===== GIVEN TEXT

Few urban gardeners have the space for monstrous pumpkins and grotesque Hubbard squashes. Nor do we have room for multi-colored Indian corn. Our focus is for the tight and narrow. 

Lavender is the answer. The most common is Lavendula augustifolia or simply, English lavender. Are you an eager composter? Are you compelled to incorporate as much organic matter into the soil as the panacea for vigorous growth? Resist the urge. Lavender thrives in sandy, drought prone sun scorched soil. Lavender is an old world émigré. Colonists brought it to N. America as part of their medicine chests. Lavender’s beauty beguiles the senses, sometimes white, most varieties are purplish-pink and inspired the name of the color. The short, shrub like plants concentrate fragrance within the flowers and small leaves. The foliage is, like its distinctive fragrance, a calming light grey green. Lavender has powerful anti-anxiolytic effects. 

Never much taller than 18”, lavender grows best besides rocks, among stony gravels and is outstanding adjacent to sidewalks and passageways. Clip off the flower stems and enjoy freshets of bloom from early summer until frost. The blooms dry well. Abandon chemical air fresheners and turn to lavender. The aroma only hints at its anti-septic powers. Ancient Romans bathed in lavender oil, the biblical “spikenard” Lavender heals skin abrasions and has no side effects. Stuff lavender among woolens and repel wool moths. A few sprigs tucked into pillows encourages a good night’s sleep.

==========
===== SUPPLIED INFORMATION

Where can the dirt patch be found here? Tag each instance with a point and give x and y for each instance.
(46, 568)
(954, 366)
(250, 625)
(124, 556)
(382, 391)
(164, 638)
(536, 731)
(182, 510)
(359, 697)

==========

▶ [CHECK YOUR UNDERSTANDING]
A - Answer these questions from the lavender text:
(i) In what kind of soil does lavender thrive?
(ii) Why did colonists bring lavender to North America?
(iii) How tall does lavender grow?
B - Translate the sentence "Stuff lavender among woolens and repel wool moths." from the lavender text into Spanish.

▶ [TASK RESULTS]
A -
(i) Sandy, drought-prone, sun-scorched soil.
(ii) As part of their medicine chests.
(iii) Never much taller than 18”.

B - Coloque lavanda entre las prendas de lana y ahuyente las polillas de la lana.